** Work required **
Count the lines of the items below that contain the string "high". Reply with the number alone.

(Data records)
+ + + + + + +

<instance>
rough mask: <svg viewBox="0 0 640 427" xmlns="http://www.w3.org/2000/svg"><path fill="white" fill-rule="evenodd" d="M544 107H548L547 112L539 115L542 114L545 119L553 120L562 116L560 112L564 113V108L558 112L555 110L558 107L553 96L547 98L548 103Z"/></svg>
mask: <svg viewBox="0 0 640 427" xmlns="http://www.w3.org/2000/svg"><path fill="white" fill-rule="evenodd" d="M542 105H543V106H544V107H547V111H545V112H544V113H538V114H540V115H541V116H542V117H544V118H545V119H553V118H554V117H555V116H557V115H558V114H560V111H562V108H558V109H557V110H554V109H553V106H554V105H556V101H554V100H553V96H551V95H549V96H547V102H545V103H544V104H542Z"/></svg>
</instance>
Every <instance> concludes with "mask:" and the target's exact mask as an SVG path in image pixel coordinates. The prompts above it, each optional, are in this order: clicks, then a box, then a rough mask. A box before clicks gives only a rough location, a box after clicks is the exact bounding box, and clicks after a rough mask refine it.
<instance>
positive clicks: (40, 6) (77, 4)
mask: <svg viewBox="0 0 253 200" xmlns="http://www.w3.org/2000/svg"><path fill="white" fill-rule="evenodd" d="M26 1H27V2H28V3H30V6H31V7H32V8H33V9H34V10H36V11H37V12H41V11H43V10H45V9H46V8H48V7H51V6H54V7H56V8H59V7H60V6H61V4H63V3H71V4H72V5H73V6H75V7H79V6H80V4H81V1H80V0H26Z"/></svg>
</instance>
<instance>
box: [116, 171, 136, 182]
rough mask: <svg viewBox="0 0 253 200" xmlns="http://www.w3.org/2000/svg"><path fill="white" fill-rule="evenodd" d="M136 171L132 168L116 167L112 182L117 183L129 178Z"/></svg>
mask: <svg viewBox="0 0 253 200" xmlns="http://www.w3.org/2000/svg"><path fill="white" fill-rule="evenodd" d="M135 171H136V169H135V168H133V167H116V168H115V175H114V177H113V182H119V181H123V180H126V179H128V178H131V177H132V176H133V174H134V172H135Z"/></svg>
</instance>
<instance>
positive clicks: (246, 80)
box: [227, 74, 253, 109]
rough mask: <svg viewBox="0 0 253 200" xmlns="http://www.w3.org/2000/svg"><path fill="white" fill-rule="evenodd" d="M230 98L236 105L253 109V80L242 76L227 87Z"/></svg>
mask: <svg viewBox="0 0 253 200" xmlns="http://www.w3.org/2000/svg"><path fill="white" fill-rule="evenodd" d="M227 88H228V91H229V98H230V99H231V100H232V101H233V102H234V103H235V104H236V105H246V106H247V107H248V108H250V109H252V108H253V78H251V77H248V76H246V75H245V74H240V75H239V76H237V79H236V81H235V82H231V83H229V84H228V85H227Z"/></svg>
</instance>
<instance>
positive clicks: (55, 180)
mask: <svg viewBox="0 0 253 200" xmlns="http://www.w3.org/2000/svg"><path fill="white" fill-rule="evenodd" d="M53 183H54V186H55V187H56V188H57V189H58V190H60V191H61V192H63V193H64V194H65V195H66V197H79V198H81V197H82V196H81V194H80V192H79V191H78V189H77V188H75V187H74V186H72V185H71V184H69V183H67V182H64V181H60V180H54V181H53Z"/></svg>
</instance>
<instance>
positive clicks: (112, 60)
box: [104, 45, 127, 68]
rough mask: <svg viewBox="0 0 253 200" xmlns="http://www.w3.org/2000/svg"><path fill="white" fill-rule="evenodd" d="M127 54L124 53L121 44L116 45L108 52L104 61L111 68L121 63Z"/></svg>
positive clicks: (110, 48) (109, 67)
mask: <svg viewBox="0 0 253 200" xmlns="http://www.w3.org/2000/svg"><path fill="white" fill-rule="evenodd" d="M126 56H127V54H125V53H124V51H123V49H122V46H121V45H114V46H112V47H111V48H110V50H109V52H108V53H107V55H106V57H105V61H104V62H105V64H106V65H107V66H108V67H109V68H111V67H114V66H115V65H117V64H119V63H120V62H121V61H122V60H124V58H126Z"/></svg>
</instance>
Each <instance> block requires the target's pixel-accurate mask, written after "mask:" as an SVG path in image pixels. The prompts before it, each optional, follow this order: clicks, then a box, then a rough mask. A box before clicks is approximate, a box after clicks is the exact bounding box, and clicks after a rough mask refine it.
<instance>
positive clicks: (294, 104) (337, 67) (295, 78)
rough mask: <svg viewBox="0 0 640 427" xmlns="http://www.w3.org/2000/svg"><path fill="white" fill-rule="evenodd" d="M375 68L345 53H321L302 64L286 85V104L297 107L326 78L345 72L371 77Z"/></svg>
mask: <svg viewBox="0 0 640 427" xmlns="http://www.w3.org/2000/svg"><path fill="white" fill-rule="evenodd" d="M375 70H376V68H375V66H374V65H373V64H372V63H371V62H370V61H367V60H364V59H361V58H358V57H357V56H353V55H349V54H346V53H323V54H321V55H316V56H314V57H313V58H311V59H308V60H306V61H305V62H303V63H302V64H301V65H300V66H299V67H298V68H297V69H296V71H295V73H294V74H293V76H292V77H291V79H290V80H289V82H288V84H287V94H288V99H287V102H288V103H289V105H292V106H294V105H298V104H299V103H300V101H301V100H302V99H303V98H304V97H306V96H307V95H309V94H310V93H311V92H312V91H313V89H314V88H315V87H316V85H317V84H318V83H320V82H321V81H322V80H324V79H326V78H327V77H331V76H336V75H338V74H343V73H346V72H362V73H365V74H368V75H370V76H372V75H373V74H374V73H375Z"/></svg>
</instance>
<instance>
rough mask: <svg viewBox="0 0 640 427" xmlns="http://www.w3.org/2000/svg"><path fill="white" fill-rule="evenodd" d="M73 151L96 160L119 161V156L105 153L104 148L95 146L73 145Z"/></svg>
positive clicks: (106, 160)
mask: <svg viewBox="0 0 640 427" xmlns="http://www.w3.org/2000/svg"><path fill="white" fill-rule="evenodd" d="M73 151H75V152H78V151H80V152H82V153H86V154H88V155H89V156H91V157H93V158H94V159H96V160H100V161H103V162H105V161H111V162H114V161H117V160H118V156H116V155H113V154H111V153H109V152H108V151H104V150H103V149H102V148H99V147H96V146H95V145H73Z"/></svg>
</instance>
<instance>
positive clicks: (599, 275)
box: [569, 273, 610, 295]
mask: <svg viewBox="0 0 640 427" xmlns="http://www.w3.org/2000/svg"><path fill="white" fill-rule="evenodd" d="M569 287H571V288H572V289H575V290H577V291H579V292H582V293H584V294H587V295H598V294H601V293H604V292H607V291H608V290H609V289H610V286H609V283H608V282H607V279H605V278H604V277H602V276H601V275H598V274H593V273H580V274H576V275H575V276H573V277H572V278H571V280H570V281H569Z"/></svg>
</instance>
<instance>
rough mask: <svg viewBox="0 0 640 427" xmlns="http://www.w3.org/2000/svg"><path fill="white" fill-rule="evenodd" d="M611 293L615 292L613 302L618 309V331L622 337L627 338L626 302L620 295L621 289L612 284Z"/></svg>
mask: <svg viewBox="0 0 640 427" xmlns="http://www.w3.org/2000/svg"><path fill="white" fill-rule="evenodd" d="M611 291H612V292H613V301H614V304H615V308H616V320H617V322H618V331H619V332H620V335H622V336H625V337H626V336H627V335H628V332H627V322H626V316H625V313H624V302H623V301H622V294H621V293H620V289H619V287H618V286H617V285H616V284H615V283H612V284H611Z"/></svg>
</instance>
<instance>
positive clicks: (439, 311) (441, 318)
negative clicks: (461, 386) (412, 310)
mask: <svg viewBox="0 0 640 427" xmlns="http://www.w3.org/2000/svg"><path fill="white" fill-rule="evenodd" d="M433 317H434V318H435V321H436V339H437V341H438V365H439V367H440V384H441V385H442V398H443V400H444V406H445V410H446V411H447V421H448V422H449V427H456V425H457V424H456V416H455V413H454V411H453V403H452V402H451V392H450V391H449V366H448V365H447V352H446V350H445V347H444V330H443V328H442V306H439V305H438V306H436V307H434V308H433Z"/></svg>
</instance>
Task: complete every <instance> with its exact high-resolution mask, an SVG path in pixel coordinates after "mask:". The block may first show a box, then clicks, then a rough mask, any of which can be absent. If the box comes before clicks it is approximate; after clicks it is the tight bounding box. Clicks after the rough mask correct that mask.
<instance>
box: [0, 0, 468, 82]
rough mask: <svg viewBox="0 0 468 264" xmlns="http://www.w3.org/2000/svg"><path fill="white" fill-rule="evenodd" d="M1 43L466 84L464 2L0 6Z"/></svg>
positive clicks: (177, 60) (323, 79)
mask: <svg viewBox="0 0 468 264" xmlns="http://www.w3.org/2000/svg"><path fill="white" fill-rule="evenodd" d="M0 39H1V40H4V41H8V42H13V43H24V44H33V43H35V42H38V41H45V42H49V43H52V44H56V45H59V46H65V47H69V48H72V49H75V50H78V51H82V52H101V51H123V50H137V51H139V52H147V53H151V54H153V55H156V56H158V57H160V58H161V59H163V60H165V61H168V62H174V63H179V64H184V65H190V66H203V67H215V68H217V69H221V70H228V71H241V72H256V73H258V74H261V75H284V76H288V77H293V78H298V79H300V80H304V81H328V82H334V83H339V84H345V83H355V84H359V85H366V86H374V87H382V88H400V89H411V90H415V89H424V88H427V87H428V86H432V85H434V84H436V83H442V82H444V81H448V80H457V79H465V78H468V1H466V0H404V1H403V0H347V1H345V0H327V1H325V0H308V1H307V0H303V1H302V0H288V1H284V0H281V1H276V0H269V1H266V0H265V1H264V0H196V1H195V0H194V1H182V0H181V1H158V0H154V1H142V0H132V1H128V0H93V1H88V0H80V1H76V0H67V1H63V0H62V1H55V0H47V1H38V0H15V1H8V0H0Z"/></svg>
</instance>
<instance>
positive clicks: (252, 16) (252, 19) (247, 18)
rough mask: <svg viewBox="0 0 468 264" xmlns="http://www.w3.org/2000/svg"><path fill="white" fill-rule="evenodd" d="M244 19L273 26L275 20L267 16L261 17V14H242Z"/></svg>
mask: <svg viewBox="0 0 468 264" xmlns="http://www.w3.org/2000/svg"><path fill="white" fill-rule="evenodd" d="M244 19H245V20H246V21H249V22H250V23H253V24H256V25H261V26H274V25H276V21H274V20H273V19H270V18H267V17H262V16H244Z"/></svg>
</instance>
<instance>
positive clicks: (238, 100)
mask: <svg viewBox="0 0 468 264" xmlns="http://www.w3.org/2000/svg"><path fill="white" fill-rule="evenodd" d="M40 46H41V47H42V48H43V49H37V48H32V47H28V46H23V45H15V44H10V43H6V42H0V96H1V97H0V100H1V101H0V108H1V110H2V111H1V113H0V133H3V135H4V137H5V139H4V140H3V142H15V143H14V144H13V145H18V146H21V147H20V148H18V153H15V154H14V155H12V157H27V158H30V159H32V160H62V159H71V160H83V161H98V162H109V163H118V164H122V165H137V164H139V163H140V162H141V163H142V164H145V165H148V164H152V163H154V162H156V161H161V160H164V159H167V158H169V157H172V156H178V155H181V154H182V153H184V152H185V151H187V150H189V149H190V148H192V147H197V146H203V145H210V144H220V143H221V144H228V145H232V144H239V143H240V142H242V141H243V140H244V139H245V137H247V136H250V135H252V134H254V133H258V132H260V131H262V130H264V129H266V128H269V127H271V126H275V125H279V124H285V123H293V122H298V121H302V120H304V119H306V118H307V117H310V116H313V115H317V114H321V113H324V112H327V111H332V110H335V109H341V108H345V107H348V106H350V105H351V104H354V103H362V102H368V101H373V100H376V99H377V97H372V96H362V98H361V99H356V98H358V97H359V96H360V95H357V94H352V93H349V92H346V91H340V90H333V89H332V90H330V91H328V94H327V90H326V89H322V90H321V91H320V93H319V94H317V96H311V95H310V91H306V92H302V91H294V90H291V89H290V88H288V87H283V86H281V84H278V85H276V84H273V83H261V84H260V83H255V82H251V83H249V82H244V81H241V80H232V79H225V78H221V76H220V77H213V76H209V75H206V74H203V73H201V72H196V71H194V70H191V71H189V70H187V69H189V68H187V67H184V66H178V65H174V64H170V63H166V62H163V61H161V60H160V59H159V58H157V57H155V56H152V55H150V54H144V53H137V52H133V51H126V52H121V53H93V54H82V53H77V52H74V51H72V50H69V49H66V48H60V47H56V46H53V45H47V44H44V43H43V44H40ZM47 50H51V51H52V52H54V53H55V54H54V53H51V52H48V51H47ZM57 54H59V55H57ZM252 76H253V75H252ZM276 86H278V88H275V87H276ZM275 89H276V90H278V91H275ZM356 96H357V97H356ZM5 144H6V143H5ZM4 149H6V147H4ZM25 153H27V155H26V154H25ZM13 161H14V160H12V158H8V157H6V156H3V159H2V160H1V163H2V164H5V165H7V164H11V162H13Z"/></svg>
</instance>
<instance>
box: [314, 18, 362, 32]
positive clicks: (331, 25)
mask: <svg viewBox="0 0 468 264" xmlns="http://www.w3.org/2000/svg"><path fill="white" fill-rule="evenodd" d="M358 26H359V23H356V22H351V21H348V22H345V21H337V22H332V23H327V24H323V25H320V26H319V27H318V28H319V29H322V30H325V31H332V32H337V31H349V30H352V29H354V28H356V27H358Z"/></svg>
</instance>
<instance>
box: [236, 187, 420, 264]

+ + + + + + +

** Your response **
1